はじめまして、ますみです!
株式会社Galirage(ガリレージ)という「生成AIに特化して、システム開発・アドバイザリー支援・研修支援をしているIT企業」で、代表をしております^^
この記事では、Microsoft Build 2025の発表内容をまとめていきたいと思います🎉
もしも現地で参加している方は、ぜひ会場で見かけたらお声がけいただけたら嬉しいです^^
ちなみに、現地のKeynoteの会場の雰囲気はこんな感じでした!!!
イントロダクション
まず、CEOのサティア・ナデラさんは、Building the open agentic web
という世界観を発表しました!
このフレーズは、Build 2025の重要なテーマであり、この後の最新発表につながっています!
さらに、以下のDeveloper tools
と 次の4段階のレイヤーに分類をして、これ以降の発表をしていきます。
- Apps and agents:アプリとAIエージェントの階層(いわゆるアプリケーションレイヤー)
- AI platforms:AIプラットフォームの階層(いわゆるミドルウェアレイヤー)
- Data:データの階層(いわゆるデータレイヤー)
- Infrastructure:インフラの階層(いわゆるインフラレイヤー)
1. GitHub Copilot(VS Codeプラグイン)のOSS化
まず最初の目玉となる発表です!
なんと驚くことに、GitHub CopilotのVS Codeの拡張機能がOSS化されました!
より正確には、VS Code本体のOSSリポジトリにGitHub CopilotのAI機能を統合し、コード補完・Chat・多ファイル編集・エージェント機能を誰でもビルド・検証可能になりました。
OSS化により企業・コミュニティでの拡張やセキュリティ監査が容易になった上、エンタープライズユーザーからするとGitHubのサーバーにトラフィックを経由させないような組み換えが可能になったため、かなりありがたい発表ですね^^
より詳細な情報は、下記の記事をご参照ください◎
また、このタイミングで、これまでのGitHub Copilotの推移もまとめられ、直近ではGitHub CopilotのMCP対応が挙げられます。
- June 2021: Code completions
- March 2023: Chat / Voice / CLI
- November 2023: Workspace / Extensions / Mobile
- October 2024: Multi-file edits / Model Choice / Copilot autofix
- February 2025: Agent mode / Next edit suggestions / Code review
- April 2025: MCP support
その他にも、これからのAIネイティブ開発におけるあり方についても、コンセプトが提示されました。

**提供情報**.
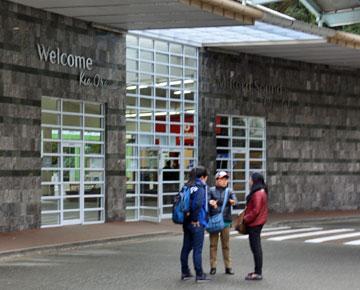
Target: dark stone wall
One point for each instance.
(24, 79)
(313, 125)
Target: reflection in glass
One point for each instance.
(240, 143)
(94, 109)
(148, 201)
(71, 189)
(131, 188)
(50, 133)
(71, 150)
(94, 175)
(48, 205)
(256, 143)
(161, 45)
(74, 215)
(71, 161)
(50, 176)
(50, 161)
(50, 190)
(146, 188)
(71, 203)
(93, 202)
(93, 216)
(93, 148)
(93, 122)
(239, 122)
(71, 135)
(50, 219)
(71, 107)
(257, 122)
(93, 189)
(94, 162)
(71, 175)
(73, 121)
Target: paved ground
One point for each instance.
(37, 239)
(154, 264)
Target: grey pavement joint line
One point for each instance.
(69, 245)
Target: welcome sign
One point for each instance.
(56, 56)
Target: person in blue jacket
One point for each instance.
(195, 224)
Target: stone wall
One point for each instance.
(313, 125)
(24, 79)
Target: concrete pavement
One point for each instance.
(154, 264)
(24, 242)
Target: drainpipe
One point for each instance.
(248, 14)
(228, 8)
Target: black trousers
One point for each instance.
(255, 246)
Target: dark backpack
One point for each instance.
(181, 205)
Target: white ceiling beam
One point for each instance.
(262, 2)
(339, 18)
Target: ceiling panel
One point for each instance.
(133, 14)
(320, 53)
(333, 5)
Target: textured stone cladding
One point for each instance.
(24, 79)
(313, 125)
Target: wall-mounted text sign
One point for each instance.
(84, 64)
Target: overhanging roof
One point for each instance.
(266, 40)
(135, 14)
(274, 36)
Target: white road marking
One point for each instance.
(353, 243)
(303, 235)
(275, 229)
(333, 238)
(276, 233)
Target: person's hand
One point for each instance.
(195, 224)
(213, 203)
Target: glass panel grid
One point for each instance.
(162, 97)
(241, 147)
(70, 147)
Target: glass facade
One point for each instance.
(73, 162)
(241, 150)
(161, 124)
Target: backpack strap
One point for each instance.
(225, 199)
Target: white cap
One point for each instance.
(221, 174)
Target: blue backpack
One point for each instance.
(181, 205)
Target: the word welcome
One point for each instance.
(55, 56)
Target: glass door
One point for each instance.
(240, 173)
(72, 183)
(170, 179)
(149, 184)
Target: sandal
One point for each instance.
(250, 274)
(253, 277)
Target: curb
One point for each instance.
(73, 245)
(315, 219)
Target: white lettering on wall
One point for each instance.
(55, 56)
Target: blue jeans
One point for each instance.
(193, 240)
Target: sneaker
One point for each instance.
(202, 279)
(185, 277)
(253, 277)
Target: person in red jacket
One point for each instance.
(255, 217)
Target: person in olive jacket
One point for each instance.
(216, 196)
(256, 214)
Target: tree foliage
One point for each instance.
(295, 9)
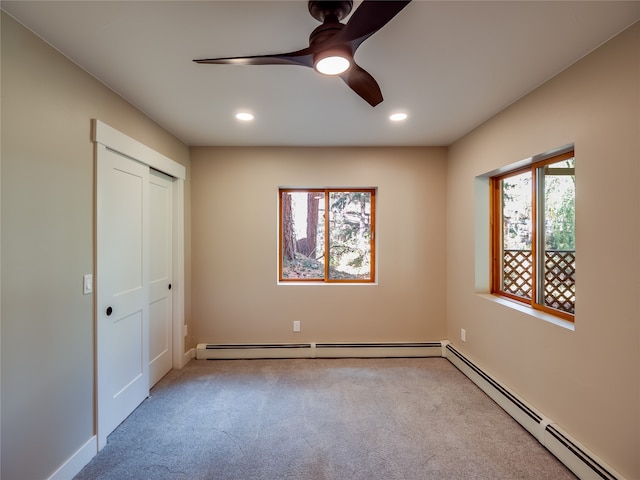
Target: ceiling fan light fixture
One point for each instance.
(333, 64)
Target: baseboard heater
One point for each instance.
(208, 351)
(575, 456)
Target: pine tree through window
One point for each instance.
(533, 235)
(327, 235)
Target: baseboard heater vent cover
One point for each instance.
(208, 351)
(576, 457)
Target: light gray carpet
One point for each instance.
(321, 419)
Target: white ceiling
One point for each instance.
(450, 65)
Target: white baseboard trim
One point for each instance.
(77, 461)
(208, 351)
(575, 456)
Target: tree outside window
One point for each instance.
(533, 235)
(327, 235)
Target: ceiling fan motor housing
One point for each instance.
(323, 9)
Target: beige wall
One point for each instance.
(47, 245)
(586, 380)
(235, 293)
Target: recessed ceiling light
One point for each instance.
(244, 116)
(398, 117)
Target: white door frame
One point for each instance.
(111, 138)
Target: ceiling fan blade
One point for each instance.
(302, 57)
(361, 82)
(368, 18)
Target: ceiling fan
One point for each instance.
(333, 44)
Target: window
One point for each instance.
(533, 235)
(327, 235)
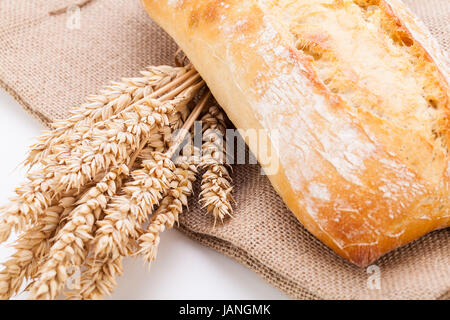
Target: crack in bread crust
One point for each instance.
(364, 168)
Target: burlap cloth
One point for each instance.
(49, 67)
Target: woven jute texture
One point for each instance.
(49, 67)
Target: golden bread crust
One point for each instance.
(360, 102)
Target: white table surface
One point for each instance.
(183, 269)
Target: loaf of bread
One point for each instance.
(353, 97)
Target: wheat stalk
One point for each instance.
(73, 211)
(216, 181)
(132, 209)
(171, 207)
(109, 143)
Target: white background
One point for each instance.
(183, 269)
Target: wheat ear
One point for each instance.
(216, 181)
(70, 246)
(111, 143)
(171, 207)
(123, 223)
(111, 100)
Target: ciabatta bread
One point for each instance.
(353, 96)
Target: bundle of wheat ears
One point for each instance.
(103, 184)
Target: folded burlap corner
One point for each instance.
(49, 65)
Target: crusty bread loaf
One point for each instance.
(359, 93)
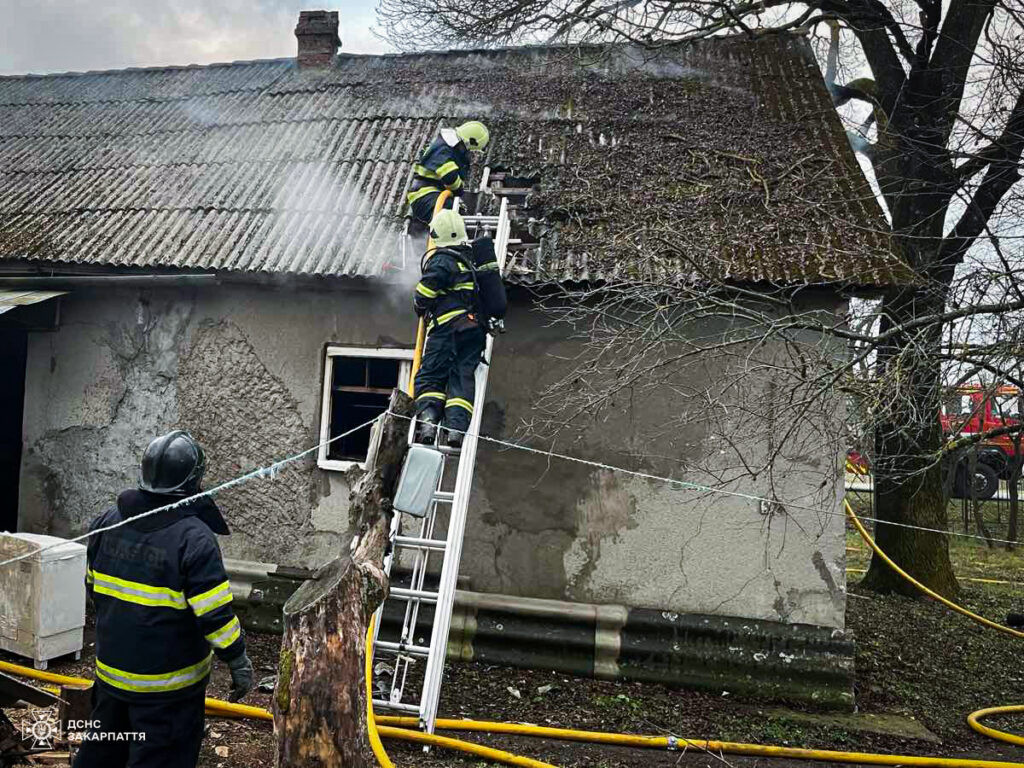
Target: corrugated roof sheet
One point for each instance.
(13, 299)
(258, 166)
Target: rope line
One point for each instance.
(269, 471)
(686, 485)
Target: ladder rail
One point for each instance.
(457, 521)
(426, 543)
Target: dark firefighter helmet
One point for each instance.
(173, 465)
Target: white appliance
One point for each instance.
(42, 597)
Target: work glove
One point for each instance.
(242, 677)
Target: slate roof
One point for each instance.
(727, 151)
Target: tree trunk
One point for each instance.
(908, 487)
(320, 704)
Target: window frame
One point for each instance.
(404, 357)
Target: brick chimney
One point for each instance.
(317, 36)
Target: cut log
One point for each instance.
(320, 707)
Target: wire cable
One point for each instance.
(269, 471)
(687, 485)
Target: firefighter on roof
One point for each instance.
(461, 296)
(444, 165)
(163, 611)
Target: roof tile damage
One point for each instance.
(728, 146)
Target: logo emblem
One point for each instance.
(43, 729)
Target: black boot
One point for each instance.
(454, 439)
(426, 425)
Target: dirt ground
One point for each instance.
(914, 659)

**課題**.
- a) 次の(i)〜(iii)がBuild 2025の記事の内容と合っているかどうか、それぞれ「はい」か「いいえ」で答えてください。判断の決め手となる記事中の語句もそのまま引用してください。
(i) GitHub CopilotのMCP対応は2025年4月である。
(ii) 発表内容は3段階のレイヤーに分類された。
(iii) 「Building the open agentic web」という世界観を発表したのはCEOのサティア・ナデラさんである。
- b) Build 2025の記事の最後の文に続けて、同じ語り口で文章を書き進めてください。

**解答**.
- a)
(i) はい。「April 2025: MCP support」
(ii) いいえ。「次の4段階のレイヤーに分類をして」
(iii) はい。「まず、CEOのサティア・ナデラさんは、Building the open agentic web」

- b)
- Level1: Human asks, AI answers
- Level2: Human assigns, AI executes
- Level3: Human and AI assign tasks to each other
また、GitHub Copilotの新機能として、Agent Modeが正式公開されたり、GitHubのイシューにGitHub Copilotをアサインすると自律的にブランチ作成からPR提出まで実行されるようになりました。
2. Azure SRE AgentのPublic Preview化
次に、サイト信頼性向上のための「自律型SREエージェント」であるAzure SRE Agentがリリースされました。
これは、Day 2のKeynoteでもデモされた内容で、インシデントが起きた時に、パフォーマンスを見に行って、適宜パッチを当てたりすることもできるようでした。
具体的には、以下のようなフローで動作するようです。
- インシデントを自動トリアージ
- 根本原因解析
- 緊急回避を実行
さらに、組み合わせ技として、インシデントレポートをGitHub Issueとして生成し、修正タスクをCopilotに割り当てをすることも可能です。
3. Microsoft 365 CopilotのGA化
Microsoft 365 Copilot の一般提供(GA)がついにされました🎉
発表内では、5つのシナリオ(Chat / Search / Notebooks / Create / Agents)をが紹介されました。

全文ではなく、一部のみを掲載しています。